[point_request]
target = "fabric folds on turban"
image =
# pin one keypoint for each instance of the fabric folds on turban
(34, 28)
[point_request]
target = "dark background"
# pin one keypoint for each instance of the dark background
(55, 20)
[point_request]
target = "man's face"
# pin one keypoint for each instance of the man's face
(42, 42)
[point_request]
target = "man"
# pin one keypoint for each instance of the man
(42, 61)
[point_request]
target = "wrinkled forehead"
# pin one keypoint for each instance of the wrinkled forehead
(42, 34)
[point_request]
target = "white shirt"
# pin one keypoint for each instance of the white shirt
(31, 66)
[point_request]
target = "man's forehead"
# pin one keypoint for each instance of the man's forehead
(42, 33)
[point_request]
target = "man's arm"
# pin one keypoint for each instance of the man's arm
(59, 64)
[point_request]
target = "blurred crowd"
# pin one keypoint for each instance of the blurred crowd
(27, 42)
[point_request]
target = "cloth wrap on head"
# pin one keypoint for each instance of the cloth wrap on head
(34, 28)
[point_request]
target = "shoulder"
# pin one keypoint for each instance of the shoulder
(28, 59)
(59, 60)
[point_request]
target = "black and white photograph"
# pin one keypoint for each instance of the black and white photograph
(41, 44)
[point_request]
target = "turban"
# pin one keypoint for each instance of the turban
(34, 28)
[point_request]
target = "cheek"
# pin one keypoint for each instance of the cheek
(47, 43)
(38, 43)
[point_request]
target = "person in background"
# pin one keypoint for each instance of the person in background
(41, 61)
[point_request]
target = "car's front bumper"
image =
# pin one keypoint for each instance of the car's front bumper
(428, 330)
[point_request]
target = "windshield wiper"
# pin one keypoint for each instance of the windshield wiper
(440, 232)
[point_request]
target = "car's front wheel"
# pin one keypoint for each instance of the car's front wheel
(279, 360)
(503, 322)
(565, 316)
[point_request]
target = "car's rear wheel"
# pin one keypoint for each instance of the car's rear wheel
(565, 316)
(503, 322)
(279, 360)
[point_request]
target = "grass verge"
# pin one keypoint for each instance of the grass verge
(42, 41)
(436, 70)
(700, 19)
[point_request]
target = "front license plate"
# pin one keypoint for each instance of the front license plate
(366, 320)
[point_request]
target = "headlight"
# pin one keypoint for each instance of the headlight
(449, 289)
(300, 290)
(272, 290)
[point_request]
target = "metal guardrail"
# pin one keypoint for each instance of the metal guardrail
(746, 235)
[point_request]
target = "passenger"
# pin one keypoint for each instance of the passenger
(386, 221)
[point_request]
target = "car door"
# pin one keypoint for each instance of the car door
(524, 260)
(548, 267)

******

- [STATED EXERCISE]:
Locate every line in the data above that contains the string "wiper" and copy each of those lines out in full.

- [RESPONSE]:
target = "windshield wiper"
# pin one keypoint for each instance of the windshield wiper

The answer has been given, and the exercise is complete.